=== Task goal ===
With no omissions, write out every record given below.

=== Task input ===
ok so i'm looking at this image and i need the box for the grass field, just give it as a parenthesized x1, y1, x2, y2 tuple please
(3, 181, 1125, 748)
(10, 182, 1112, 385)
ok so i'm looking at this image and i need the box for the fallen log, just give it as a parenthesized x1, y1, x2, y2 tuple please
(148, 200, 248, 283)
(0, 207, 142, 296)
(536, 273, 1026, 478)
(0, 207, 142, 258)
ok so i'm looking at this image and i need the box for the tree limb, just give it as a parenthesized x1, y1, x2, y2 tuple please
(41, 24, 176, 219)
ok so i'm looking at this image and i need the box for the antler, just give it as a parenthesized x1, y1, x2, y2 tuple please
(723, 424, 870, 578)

=== Exercise output ===
ok so i'm looking at this image and i need the box for the grass field, just give it as a parenthesized x1, y1, x2, y2 tuple please
(3, 181, 1125, 748)
(10, 182, 1112, 385)
ok so i'm looking at this image and i need the box for the fallen log, just give it as a parenthesized x1, y1, x2, y2 tuple please
(148, 200, 248, 283)
(0, 207, 142, 296)
(536, 273, 1026, 478)
(0, 207, 142, 258)
ok so i'm looking at this image and i need the box for the tree limb, just give it as a parenthesized x1, y1, x2, y2 tuple please
(41, 24, 176, 219)
ok so i'm looking at this image and i need the box for the antler, just give it as a parenthesized x1, y1, x2, y2 tuple please
(723, 424, 870, 578)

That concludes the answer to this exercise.